-------- MATERIAL FORNECIDO --------

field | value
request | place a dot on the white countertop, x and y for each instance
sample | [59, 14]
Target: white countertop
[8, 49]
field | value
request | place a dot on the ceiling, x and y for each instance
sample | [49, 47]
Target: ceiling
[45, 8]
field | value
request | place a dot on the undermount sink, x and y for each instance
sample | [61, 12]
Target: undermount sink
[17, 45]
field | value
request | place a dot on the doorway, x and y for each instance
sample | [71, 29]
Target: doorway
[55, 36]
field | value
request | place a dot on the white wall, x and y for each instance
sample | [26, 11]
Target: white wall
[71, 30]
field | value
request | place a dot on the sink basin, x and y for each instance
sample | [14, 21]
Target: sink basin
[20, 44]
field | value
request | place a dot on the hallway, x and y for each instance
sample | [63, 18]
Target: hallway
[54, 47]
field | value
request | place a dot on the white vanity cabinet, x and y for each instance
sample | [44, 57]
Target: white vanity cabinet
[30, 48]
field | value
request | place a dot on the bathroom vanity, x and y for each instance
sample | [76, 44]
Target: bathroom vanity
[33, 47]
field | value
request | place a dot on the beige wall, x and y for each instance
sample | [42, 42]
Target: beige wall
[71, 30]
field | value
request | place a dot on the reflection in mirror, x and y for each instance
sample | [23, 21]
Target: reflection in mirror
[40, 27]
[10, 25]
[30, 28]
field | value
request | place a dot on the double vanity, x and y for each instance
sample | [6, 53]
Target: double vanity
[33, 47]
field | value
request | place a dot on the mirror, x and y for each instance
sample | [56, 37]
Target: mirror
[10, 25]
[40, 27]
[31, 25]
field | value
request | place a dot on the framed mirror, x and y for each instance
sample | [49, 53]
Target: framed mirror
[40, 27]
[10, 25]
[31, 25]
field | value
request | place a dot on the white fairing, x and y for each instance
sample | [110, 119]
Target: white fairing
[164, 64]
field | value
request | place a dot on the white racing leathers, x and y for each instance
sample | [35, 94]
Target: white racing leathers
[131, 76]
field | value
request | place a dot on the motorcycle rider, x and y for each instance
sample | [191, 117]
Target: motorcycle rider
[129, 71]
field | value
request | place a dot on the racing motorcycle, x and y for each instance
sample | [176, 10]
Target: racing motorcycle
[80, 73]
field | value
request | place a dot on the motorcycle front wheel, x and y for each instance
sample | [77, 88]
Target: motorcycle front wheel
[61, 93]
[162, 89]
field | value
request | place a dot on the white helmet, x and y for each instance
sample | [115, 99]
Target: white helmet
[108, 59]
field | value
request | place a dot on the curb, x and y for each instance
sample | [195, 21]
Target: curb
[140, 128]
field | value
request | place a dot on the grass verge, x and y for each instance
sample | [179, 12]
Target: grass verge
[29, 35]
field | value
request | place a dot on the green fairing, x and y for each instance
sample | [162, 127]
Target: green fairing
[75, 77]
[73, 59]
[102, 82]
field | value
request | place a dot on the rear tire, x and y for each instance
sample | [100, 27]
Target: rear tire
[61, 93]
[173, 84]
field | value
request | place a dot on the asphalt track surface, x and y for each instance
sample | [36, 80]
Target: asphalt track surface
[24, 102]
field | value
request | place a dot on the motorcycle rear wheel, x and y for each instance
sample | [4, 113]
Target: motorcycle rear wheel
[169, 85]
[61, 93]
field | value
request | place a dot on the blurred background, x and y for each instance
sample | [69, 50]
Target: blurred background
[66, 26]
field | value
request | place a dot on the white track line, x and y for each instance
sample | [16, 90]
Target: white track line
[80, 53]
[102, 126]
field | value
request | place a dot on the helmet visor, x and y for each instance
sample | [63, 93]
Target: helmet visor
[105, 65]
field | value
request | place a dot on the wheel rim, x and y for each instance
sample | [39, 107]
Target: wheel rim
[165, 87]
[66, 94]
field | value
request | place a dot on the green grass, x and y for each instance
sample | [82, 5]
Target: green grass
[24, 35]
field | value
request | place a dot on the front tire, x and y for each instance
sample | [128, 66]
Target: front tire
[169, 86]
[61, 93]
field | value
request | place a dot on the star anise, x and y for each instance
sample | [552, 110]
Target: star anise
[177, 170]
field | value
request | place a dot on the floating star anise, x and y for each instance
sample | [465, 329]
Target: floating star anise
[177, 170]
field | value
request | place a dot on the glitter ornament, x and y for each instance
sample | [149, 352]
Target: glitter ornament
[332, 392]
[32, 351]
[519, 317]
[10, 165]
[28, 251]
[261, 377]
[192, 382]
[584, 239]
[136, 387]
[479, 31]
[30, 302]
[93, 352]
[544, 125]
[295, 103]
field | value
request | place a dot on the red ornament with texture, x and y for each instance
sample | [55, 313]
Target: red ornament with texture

--------

Reúna todas as linhas dos dados acima em que aparece a palavra "verge".

request | place a dot on the grass verge, x and y for each instance
Target: grass verge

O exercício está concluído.